## What to work on:
Find the line containing "Pick out the gray" in the material below; copy that line and all following lines exactly.

## Recorded data:
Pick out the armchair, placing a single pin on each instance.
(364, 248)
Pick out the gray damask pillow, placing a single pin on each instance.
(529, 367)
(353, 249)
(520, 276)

## Answer to this exercise:
Pick out the gray damask pillow, placing a single pin on each instance.
(529, 367)
(353, 249)
(520, 276)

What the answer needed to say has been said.